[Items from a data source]

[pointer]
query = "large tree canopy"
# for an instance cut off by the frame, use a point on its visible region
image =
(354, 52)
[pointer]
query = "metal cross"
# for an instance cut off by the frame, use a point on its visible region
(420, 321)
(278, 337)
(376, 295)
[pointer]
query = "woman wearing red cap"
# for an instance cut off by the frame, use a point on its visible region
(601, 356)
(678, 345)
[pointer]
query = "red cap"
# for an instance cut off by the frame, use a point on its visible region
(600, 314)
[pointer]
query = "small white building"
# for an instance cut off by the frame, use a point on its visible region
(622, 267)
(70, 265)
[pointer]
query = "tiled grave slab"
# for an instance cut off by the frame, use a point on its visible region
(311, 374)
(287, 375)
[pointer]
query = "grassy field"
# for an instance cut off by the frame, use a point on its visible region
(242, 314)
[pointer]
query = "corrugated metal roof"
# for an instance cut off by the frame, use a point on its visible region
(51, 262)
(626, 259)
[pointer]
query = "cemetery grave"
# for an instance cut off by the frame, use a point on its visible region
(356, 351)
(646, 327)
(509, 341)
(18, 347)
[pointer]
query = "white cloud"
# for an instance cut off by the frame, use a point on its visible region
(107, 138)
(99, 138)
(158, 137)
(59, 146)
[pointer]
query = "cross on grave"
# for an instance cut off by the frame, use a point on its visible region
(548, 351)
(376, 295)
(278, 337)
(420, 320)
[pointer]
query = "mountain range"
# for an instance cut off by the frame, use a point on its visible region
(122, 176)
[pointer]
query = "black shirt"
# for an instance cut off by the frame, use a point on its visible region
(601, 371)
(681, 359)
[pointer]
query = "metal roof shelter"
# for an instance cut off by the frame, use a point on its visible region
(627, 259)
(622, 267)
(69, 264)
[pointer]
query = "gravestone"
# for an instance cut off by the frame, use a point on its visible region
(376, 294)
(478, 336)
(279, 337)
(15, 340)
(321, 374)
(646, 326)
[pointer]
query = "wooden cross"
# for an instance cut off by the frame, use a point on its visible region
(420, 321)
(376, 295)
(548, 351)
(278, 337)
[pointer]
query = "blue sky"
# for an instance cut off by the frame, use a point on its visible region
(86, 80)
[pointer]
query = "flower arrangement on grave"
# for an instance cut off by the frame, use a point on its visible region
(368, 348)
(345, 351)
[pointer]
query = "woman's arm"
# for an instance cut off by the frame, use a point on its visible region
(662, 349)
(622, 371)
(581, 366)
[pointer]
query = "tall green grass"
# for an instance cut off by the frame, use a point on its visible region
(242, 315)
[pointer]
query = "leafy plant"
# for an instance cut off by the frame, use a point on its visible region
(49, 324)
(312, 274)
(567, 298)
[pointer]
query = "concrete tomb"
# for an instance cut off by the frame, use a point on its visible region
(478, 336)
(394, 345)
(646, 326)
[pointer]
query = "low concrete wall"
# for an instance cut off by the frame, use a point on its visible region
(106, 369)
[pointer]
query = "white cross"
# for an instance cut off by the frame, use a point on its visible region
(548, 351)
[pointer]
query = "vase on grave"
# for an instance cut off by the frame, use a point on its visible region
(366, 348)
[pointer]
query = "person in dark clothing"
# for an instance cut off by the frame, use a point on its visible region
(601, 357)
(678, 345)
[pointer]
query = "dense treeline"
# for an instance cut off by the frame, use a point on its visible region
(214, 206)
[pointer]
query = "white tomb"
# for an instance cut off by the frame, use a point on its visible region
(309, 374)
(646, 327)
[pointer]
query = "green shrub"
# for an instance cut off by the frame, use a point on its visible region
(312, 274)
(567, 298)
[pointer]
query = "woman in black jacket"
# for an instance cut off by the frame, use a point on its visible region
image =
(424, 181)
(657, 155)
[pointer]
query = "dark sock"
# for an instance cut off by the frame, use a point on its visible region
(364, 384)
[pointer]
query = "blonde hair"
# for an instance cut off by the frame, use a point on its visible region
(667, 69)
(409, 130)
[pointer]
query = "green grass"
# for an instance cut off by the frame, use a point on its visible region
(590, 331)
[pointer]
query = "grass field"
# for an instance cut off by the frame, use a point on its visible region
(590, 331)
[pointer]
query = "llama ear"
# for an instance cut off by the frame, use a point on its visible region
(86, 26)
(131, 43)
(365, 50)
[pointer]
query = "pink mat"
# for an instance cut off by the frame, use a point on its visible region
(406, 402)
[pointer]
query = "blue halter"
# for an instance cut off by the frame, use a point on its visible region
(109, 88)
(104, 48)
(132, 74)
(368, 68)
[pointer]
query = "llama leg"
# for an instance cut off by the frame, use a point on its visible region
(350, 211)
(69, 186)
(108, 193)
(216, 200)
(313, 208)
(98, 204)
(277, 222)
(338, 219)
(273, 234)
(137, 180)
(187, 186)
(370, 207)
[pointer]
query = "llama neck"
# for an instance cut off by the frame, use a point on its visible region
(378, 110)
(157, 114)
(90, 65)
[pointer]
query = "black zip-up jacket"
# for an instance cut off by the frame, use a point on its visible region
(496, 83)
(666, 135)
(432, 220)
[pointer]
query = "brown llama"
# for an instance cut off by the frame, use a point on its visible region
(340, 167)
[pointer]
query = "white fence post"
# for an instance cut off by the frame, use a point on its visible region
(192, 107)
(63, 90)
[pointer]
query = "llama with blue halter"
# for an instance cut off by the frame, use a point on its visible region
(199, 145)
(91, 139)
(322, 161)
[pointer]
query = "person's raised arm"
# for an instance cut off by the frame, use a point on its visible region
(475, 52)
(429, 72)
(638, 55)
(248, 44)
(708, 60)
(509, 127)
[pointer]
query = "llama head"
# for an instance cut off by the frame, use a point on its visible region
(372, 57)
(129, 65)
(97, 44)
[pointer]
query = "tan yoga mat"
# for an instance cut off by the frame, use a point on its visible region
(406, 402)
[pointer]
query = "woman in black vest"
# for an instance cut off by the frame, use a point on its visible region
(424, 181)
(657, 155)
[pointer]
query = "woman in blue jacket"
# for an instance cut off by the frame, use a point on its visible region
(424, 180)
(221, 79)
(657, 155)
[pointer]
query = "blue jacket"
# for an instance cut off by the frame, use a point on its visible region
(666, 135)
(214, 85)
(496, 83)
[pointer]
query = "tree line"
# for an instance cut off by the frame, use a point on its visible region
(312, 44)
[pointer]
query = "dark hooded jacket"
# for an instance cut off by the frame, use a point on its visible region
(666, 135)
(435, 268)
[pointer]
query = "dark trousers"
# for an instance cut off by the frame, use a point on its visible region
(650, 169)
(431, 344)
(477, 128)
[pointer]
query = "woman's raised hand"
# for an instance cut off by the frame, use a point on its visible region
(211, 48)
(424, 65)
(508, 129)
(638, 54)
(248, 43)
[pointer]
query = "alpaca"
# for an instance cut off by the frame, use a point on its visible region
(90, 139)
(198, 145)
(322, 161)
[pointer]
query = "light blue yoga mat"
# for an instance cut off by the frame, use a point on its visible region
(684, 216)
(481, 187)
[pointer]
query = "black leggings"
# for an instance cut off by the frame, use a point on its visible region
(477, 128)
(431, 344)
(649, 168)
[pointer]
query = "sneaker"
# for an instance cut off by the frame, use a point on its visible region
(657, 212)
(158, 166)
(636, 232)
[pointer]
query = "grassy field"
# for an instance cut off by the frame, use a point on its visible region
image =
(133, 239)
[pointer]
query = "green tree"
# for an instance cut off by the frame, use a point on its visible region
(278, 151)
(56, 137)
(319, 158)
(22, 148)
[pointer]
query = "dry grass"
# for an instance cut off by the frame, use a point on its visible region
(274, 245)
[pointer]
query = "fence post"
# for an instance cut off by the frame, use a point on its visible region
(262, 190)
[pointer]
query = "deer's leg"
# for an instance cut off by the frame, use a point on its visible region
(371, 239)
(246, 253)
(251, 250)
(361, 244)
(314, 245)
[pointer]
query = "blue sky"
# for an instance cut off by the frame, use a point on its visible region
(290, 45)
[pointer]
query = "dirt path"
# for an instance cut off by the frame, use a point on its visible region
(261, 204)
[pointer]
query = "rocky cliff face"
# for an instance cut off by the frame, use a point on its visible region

- _What is needed_: Count the lines above that contain the string "green", treating case as significant. Give only the number.

- _Right answer_: 4